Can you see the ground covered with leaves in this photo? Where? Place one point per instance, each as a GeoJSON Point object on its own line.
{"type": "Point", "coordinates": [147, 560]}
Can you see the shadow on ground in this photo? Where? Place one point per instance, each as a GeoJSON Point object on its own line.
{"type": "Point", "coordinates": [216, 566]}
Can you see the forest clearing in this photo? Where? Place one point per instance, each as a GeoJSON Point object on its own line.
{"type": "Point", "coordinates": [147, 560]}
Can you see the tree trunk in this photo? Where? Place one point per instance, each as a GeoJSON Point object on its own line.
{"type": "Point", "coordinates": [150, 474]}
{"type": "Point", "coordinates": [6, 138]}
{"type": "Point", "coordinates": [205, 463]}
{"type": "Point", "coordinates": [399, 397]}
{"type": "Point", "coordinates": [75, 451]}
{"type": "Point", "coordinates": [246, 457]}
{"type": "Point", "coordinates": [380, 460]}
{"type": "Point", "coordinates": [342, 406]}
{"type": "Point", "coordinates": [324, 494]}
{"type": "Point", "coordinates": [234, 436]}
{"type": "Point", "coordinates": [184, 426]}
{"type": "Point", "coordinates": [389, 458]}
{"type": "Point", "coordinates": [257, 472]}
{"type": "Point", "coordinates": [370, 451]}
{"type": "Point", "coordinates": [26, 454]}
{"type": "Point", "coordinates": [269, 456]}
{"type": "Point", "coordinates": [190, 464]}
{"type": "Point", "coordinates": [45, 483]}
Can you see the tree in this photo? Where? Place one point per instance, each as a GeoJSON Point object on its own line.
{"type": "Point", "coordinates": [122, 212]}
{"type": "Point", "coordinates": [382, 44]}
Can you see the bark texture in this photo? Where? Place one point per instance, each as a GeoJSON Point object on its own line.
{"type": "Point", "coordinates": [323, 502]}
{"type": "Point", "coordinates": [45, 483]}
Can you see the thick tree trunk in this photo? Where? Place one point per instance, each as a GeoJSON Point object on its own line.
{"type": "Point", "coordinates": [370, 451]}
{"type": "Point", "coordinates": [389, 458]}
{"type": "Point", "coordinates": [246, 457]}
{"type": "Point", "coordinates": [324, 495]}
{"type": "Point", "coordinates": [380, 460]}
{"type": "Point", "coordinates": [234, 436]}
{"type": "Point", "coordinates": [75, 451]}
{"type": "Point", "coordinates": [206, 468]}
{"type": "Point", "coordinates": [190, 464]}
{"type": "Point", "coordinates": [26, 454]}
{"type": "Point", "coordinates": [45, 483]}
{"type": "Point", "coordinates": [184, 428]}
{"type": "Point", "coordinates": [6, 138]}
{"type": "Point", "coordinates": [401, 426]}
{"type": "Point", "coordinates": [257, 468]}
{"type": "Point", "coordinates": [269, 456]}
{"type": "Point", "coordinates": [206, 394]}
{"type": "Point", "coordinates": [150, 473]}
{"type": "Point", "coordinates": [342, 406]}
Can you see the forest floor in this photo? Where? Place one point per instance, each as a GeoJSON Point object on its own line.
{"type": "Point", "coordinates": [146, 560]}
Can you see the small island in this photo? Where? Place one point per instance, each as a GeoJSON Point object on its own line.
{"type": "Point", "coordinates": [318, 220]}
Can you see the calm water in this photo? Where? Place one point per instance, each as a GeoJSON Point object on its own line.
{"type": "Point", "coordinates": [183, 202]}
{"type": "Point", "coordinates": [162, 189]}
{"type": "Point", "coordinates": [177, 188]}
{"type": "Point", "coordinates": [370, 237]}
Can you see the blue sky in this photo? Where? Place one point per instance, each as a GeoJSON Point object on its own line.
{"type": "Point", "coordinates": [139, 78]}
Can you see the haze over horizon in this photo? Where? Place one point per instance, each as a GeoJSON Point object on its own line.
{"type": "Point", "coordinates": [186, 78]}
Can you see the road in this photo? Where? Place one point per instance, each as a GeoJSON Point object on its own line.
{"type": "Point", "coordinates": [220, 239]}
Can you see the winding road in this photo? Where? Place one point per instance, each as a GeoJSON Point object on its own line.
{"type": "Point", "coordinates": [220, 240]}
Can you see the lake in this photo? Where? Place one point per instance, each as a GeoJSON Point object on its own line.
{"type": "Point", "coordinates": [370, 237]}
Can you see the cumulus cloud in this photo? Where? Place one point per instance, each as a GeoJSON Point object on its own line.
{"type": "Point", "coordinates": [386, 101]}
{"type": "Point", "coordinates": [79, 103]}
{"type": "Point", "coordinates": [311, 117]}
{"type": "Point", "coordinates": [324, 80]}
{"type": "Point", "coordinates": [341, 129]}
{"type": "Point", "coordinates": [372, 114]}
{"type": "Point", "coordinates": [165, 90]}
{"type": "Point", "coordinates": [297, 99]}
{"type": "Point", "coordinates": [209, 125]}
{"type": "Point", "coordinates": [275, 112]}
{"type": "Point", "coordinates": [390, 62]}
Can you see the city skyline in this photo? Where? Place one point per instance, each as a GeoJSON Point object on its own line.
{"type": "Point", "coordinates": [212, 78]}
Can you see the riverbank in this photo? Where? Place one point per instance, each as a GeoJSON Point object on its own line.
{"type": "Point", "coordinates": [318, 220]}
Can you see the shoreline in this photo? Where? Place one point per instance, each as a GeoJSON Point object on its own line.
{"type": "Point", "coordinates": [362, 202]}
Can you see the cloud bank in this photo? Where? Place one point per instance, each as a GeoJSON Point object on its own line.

What needs to be done:
With no word changed, write the entries out once more.

Response to the task:
Can you see the ground covered with leaves in this photo? Where? Place one point per instance, each as a GeoJSON Point object on its own line.
{"type": "Point", "coordinates": [147, 560]}
Can you see the shadow on ground in this photo? Where? Place one point per instance, each as a GeoJSON Point object on its own line.
{"type": "Point", "coordinates": [216, 566]}
Can you see the forest clearing in this photo? Where? Place one point per instance, each as a GeoJSON Point object on its own line.
{"type": "Point", "coordinates": [147, 560]}
Can you see the tree trunk in this photo? Where? Place one point per instance, each as a GeoJSON Point object on its own line.
{"type": "Point", "coordinates": [150, 474]}
{"type": "Point", "coordinates": [6, 138]}
{"type": "Point", "coordinates": [205, 463]}
{"type": "Point", "coordinates": [399, 397]}
{"type": "Point", "coordinates": [75, 451]}
{"type": "Point", "coordinates": [246, 457]}
{"type": "Point", "coordinates": [380, 460]}
{"type": "Point", "coordinates": [342, 406]}
{"type": "Point", "coordinates": [324, 494]}
{"type": "Point", "coordinates": [234, 436]}
{"type": "Point", "coordinates": [184, 426]}
{"type": "Point", "coordinates": [389, 458]}
{"type": "Point", "coordinates": [257, 472]}
{"type": "Point", "coordinates": [370, 451]}
{"type": "Point", "coordinates": [26, 454]}
{"type": "Point", "coordinates": [269, 456]}
{"type": "Point", "coordinates": [190, 464]}
{"type": "Point", "coordinates": [45, 483]}
Can you see the tree in this photo? Where? Place one point per instance, each as a GeoJSON Point object on its own line.
{"type": "Point", "coordinates": [122, 212]}
{"type": "Point", "coordinates": [382, 44]}
Can you see the bark texture in this photo? Where? Place one point per instance, each as a GeoJSON Point object on its own line.
{"type": "Point", "coordinates": [323, 502]}
{"type": "Point", "coordinates": [45, 483]}
Can you see the thick tree trunk in this photo? Where? Place one point per instance, each as a GeoJSON Point object on its own line.
{"type": "Point", "coordinates": [370, 451]}
{"type": "Point", "coordinates": [389, 458]}
{"type": "Point", "coordinates": [246, 457]}
{"type": "Point", "coordinates": [324, 495]}
{"type": "Point", "coordinates": [380, 460]}
{"type": "Point", "coordinates": [234, 436]}
{"type": "Point", "coordinates": [75, 451]}
{"type": "Point", "coordinates": [206, 468]}
{"type": "Point", "coordinates": [190, 464]}
{"type": "Point", "coordinates": [26, 454]}
{"type": "Point", "coordinates": [45, 483]}
{"type": "Point", "coordinates": [184, 428]}
{"type": "Point", "coordinates": [6, 138]}
{"type": "Point", "coordinates": [401, 426]}
{"type": "Point", "coordinates": [257, 468]}
{"type": "Point", "coordinates": [269, 456]}
{"type": "Point", "coordinates": [206, 394]}
{"type": "Point", "coordinates": [150, 473]}
{"type": "Point", "coordinates": [342, 406]}
Can you see the forest floor in this photo? Where? Place one point per instance, each as a GeoJSON Point object on its own line.
{"type": "Point", "coordinates": [146, 560]}
Can you see the small island in this photo? Where? Place one point per instance, each as a GeoJSON Point object on its own line.
{"type": "Point", "coordinates": [318, 220]}
Can you see the calm water in this photo? Where? Place one point per instance, each as a GeoJSON Point object on its own line.
{"type": "Point", "coordinates": [183, 202]}
{"type": "Point", "coordinates": [162, 189]}
{"type": "Point", "coordinates": [177, 188]}
{"type": "Point", "coordinates": [370, 237]}
Can you see the blue sky in this photo? Where? Place one point per instance, each as a GeoJSON Point object on its own line.
{"type": "Point", "coordinates": [139, 78]}
Can you see the haze over horizon in this photo? Where? Place one point per instance, each as a GeoJSON Point object on its own line.
{"type": "Point", "coordinates": [186, 78]}
Can you see the road in this photo? Where? Place one point per instance, each as a GeoJSON Point object on its own line.
{"type": "Point", "coordinates": [220, 239]}
Can you see the winding road in this photo? Where? Place one point per instance, each as a GeoJSON Point object on its own line.
{"type": "Point", "coordinates": [220, 240]}
Can you see the lake in this photo? Where? Place one point per instance, each as a GeoJSON Point object on its own line.
{"type": "Point", "coordinates": [370, 237]}
Can you see the cumulus cloud in this photo? Where? Place one point per instance, each as a GeoJSON Point object on its own line.
{"type": "Point", "coordinates": [386, 101]}
{"type": "Point", "coordinates": [79, 103]}
{"type": "Point", "coordinates": [311, 117]}
{"type": "Point", "coordinates": [324, 80]}
{"type": "Point", "coordinates": [341, 129]}
{"type": "Point", "coordinates": [372, 114]}
{"type": "Point", "coordinates": [165, 90]}
{"type": "Point", "coordinates": [297, 99]}
{"type": "Point", "coordinates": [209, 125]}
{"type": "Point", "coordinates": [275, 112]}
{"type": "Point", "coordinates": [390, 62]}
Can you see the city skyline in this photo? Where? Place one point per instance, each as a GeoJSON Point object on its own line.
{"type": "Point", "coordinates": [212, 78]}
Can you see the riverbank in this photo? Where? Place one point per instance, each as a GeoJSON Point object on its own line.
{"type": "Point", "coordinates": [318, 220]}
Can you see the shoreline in this photo? Where? Place one point per instance, each as a GeoJSON Point object on its own line.
{"type": "Point", "coordinates": [362, 202]}
Can you see the cloud bank in this photo? Where? Place one point per instance, each as a GeoJSON Point object on its own line.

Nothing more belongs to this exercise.